START RAW DATA

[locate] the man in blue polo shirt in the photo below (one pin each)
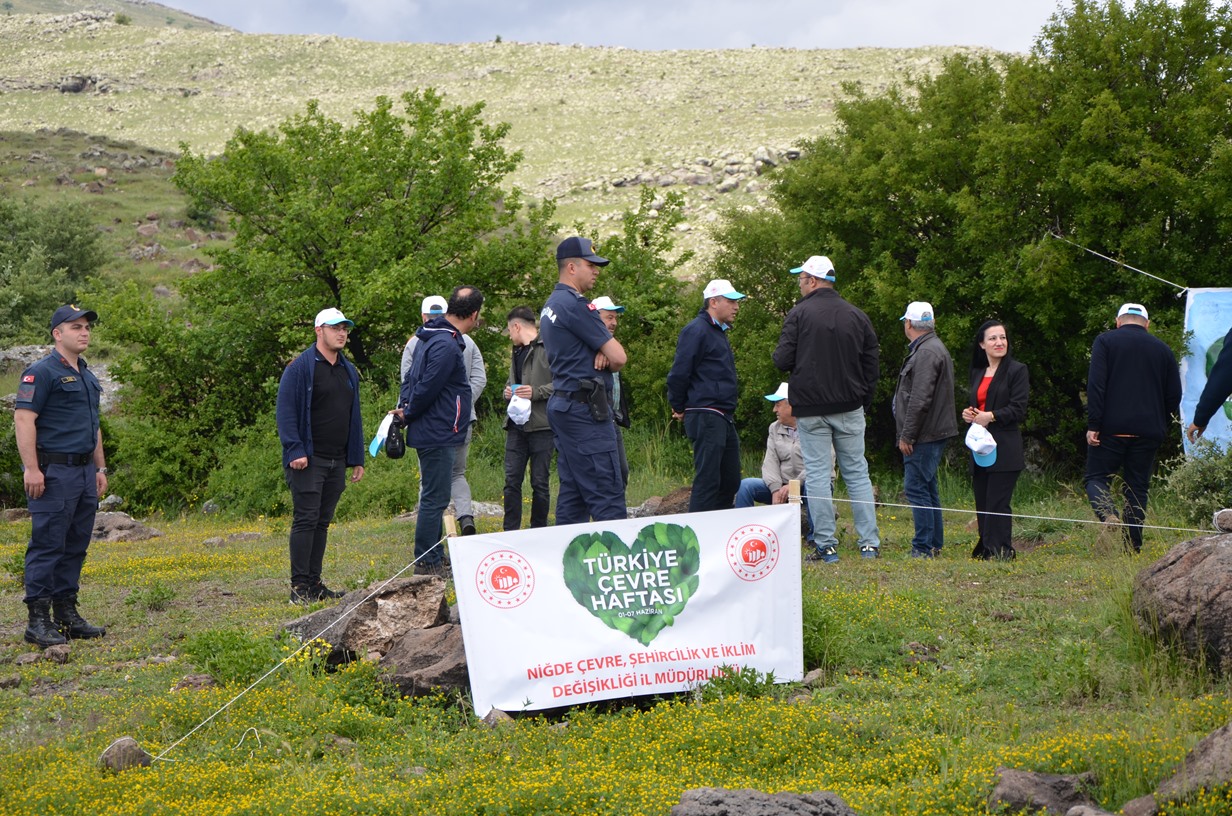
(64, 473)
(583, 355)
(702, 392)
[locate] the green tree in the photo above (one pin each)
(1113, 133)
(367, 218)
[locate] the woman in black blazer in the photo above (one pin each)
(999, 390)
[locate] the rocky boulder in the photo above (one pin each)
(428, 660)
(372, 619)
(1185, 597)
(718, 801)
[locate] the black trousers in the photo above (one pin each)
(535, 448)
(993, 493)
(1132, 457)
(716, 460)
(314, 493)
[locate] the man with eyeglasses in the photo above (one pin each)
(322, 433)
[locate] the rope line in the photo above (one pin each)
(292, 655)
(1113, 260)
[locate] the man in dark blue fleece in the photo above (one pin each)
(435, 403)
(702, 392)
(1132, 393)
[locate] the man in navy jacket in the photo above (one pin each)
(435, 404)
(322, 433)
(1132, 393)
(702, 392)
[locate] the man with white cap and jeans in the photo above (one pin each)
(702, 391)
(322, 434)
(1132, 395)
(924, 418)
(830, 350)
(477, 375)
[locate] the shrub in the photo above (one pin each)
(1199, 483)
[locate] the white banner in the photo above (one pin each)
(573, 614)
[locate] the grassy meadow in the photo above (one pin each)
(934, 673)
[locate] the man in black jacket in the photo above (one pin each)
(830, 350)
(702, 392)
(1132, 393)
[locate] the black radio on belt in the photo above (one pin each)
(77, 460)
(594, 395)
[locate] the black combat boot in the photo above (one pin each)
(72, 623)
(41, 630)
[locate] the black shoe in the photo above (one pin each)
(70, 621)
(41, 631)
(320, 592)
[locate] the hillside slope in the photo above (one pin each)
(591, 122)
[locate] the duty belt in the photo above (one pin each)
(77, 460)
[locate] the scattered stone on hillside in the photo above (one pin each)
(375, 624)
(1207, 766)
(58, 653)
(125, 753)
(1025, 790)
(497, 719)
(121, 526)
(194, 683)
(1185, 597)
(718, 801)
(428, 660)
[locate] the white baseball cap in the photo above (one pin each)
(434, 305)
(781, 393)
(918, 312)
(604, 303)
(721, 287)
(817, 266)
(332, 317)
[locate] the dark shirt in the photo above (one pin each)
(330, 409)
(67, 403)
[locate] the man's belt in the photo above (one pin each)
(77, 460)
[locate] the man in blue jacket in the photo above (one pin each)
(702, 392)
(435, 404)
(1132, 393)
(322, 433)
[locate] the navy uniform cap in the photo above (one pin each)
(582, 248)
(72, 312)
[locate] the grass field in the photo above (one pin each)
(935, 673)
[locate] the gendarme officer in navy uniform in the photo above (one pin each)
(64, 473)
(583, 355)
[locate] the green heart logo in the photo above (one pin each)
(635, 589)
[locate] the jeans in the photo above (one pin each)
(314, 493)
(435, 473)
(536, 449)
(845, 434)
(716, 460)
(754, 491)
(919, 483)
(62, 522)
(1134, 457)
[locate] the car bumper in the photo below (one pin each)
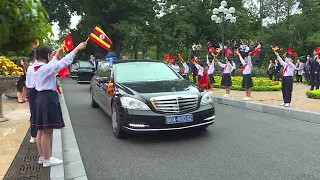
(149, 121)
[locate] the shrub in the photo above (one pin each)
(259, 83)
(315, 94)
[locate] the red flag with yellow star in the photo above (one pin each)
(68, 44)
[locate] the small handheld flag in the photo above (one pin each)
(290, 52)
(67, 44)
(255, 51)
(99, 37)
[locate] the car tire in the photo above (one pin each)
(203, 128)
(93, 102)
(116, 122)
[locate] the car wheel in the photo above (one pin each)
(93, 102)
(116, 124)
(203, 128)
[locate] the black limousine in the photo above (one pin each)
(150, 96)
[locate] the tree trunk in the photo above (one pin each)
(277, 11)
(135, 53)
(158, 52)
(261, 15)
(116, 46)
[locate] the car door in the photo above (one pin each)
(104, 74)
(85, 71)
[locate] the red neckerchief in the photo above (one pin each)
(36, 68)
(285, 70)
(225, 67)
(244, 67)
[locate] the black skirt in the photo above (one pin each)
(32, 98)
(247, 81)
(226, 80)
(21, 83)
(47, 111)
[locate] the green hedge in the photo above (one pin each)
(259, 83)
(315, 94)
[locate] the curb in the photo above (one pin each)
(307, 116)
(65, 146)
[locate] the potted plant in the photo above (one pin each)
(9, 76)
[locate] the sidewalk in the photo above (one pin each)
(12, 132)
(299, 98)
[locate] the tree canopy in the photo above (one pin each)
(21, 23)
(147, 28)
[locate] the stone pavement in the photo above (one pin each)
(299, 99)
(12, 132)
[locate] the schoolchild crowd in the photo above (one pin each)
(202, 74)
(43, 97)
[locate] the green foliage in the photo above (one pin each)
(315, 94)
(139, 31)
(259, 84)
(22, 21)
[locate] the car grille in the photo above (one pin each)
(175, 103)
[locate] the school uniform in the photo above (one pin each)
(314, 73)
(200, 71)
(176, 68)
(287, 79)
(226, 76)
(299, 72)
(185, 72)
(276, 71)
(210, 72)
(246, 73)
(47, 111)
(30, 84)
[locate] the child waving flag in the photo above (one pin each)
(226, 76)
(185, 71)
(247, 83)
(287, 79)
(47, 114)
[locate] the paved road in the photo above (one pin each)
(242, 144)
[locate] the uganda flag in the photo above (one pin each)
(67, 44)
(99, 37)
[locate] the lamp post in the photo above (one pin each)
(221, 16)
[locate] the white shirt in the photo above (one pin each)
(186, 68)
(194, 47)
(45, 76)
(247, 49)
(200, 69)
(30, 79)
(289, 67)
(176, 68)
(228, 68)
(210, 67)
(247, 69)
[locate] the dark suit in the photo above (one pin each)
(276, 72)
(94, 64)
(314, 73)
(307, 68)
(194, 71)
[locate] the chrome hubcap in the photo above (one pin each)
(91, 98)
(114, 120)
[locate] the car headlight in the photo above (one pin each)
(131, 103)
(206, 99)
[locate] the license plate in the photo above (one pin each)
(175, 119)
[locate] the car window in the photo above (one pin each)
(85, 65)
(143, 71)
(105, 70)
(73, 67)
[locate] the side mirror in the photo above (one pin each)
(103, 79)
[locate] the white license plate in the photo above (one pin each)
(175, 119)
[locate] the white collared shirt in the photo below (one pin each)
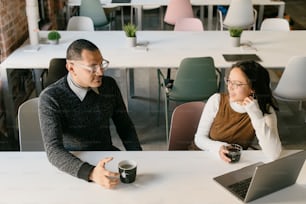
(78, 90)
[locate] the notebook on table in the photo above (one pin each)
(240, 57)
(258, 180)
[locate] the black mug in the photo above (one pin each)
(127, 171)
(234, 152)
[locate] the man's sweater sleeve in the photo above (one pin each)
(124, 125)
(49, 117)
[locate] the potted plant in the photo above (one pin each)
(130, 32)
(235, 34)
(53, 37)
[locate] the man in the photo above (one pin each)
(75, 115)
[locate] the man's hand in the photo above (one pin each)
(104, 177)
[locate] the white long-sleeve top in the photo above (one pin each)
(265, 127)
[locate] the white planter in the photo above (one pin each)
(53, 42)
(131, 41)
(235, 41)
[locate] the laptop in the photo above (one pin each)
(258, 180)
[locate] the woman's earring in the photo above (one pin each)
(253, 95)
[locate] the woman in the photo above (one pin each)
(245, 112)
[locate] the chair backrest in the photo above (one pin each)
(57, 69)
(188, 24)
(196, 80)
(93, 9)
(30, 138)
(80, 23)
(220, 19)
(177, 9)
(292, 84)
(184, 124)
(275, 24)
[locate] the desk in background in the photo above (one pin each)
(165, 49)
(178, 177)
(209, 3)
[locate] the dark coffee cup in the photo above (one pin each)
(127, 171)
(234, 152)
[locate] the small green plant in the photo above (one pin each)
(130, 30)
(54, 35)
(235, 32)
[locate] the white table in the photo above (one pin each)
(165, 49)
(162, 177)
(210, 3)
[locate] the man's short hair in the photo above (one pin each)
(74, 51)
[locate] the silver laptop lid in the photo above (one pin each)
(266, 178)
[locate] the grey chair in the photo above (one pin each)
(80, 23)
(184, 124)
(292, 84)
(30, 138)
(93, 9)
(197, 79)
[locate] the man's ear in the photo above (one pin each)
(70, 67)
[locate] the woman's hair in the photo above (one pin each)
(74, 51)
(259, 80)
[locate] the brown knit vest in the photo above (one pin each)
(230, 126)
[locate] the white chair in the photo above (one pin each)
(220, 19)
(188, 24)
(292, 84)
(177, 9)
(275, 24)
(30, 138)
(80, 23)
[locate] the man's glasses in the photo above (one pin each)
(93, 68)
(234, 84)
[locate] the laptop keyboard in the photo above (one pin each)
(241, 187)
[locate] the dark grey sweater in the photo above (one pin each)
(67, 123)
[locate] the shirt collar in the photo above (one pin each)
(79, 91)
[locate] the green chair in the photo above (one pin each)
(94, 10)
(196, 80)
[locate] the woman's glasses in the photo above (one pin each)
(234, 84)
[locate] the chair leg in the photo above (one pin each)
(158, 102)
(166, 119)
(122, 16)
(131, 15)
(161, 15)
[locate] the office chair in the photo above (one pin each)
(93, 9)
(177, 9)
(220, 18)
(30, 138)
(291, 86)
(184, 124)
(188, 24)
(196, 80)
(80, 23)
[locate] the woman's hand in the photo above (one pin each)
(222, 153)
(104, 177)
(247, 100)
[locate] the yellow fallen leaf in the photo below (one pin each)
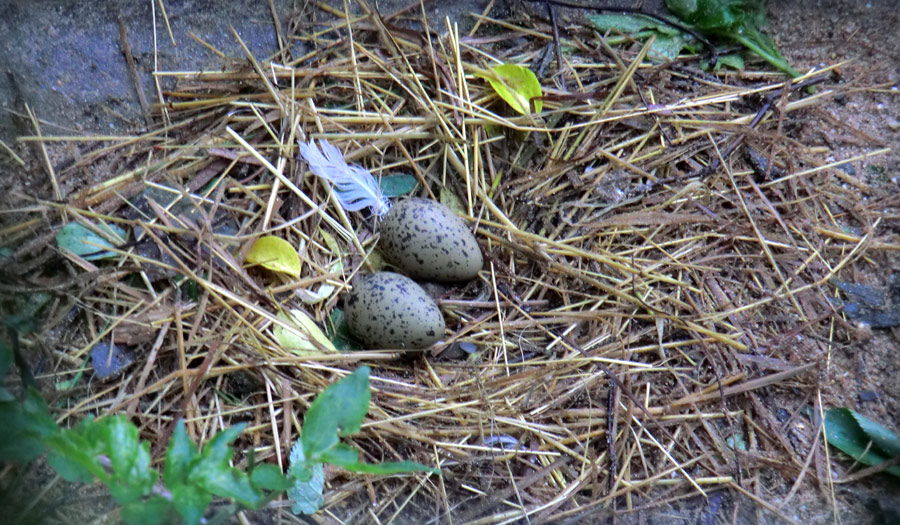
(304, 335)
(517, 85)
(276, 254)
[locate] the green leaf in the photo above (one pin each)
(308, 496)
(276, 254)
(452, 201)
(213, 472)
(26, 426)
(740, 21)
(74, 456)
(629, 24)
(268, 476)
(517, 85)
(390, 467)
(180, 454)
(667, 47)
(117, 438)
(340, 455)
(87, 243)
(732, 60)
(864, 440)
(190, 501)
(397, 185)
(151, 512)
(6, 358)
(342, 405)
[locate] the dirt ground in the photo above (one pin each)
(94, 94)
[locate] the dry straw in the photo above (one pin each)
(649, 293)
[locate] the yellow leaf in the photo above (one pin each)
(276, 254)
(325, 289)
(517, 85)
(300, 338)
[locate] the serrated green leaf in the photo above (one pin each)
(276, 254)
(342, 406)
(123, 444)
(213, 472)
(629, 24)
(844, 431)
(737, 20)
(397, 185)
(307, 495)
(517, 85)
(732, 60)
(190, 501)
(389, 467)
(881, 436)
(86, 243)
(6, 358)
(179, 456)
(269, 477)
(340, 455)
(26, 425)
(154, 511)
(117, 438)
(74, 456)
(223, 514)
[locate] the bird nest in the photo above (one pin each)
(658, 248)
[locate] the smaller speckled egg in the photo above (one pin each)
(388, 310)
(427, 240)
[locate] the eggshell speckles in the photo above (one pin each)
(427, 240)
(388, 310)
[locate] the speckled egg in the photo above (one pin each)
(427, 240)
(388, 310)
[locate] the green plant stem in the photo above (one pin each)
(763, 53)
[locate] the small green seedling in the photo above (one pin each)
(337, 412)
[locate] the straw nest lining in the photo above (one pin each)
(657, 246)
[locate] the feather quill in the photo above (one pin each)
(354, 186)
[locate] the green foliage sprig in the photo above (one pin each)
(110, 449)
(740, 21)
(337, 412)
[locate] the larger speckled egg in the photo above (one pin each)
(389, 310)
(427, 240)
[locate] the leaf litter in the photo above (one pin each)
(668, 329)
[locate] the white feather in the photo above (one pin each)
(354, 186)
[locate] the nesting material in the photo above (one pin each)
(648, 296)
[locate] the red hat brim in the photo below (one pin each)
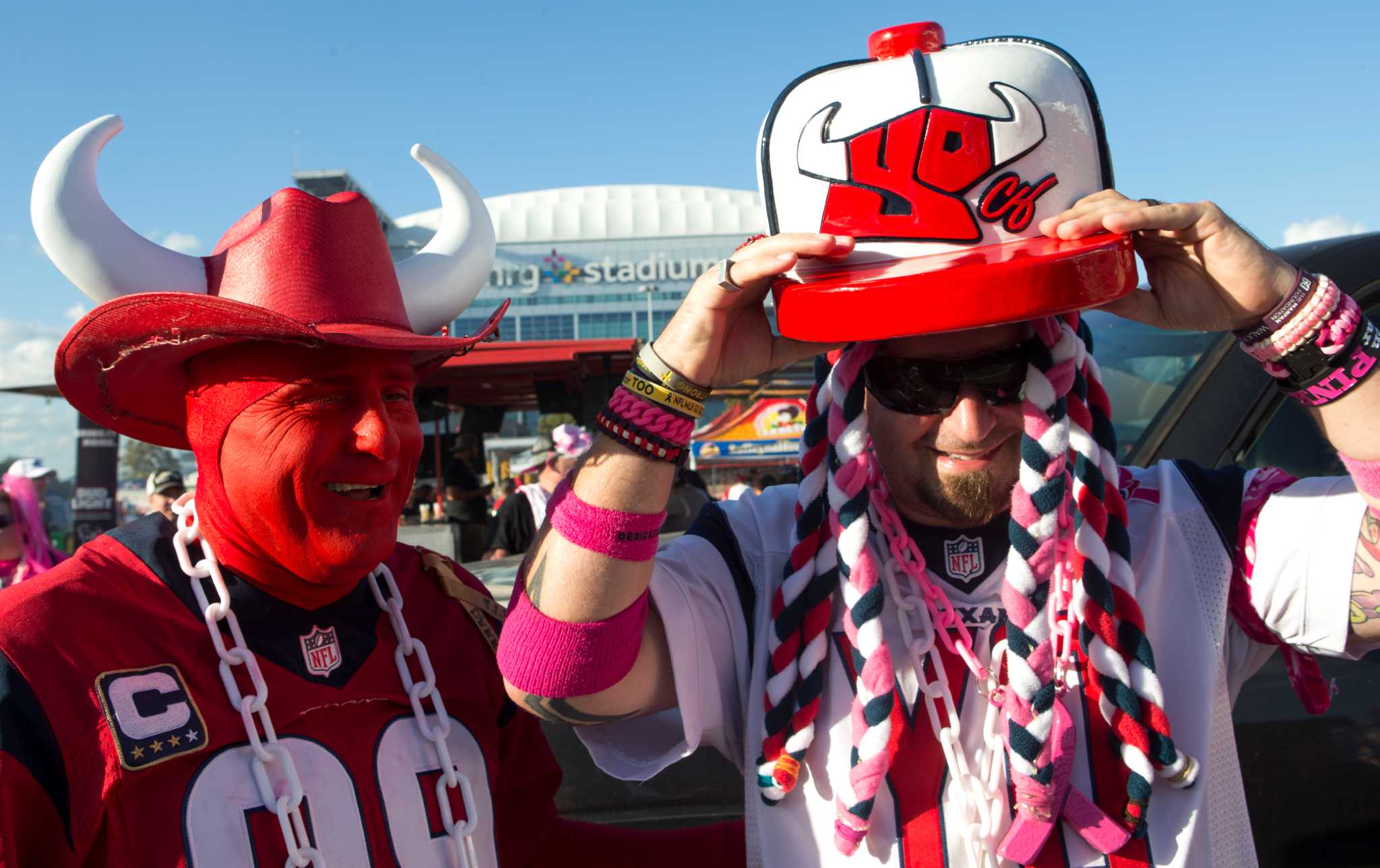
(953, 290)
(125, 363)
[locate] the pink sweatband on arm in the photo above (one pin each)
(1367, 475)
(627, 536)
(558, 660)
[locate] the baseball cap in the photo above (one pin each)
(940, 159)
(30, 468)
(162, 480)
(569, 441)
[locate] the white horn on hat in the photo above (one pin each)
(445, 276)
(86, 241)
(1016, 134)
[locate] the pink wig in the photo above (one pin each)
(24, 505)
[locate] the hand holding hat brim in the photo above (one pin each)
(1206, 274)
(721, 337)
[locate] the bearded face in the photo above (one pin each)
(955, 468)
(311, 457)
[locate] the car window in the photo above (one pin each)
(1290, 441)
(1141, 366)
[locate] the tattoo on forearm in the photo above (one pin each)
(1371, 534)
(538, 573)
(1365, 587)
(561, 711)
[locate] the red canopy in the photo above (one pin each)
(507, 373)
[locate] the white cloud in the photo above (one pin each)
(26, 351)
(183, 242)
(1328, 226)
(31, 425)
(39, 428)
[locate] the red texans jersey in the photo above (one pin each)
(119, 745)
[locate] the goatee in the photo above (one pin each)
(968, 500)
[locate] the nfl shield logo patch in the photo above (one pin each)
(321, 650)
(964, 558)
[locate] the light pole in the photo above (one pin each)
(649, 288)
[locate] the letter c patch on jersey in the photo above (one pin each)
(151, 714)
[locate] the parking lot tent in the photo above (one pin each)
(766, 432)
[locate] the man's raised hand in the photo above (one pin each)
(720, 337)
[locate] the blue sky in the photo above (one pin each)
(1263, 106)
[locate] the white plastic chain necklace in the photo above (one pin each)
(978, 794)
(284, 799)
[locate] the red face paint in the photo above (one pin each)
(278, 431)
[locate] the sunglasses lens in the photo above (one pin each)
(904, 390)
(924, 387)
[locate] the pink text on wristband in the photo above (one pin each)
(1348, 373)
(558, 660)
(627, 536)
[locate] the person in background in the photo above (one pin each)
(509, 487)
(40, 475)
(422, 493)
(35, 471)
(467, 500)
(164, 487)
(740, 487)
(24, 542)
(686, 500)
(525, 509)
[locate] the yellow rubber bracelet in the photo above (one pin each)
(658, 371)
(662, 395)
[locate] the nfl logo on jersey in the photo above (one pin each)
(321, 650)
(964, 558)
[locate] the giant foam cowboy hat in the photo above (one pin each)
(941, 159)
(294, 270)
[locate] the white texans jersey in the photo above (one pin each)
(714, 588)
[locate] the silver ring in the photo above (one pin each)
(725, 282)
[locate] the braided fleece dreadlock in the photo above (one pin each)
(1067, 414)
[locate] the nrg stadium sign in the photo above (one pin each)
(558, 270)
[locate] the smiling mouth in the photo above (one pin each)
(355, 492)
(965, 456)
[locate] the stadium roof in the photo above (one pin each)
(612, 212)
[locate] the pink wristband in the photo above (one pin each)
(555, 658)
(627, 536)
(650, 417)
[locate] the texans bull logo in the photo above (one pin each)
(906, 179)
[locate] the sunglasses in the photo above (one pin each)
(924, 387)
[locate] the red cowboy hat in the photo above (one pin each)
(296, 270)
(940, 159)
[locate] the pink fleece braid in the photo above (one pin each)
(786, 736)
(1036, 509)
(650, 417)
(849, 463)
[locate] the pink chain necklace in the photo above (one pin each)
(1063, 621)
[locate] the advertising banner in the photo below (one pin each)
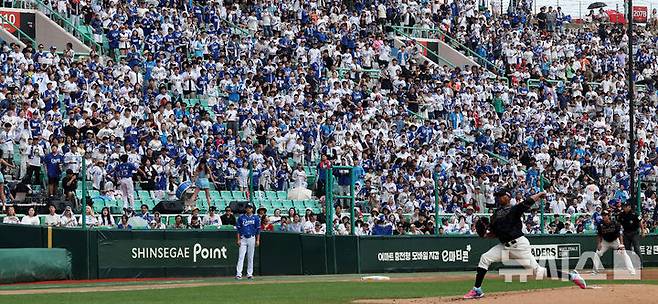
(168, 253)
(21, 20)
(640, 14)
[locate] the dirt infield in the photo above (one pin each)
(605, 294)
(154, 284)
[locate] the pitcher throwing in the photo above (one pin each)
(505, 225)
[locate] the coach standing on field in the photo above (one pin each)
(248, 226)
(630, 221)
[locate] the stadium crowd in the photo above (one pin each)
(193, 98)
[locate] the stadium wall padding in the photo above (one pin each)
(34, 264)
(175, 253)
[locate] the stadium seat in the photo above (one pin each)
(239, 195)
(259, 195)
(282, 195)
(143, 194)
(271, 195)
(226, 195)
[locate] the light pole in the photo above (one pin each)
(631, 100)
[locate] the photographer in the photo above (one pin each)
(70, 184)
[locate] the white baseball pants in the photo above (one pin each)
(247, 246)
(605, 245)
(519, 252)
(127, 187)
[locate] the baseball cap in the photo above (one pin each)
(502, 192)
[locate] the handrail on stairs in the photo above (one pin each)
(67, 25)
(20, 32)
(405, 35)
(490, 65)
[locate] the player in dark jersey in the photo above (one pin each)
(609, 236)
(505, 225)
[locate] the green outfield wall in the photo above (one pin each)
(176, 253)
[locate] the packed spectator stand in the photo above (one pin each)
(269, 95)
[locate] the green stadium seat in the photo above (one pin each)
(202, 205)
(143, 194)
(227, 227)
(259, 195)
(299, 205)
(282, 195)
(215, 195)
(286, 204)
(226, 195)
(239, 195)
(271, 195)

END RAW DATA

### PROBLEM TO SOLVE
Please print, unchanged, the lines from the one holding "[locate] the packed" through the last line of the listing above, including both and omitting the rest.

### COMPLETED TASK
[locate] the packed spectator stand in the photo above (one pin each)
(269, 95)
[locate] the green stadium seat in the photo above (one pin each)
(202, 205)
(143, 194)
(227, 227)
(259, 195)
(299, 205)
(282, 195)
(215, 195)
(286, 204)
(226, 195)
(239, 195)
(271, 195)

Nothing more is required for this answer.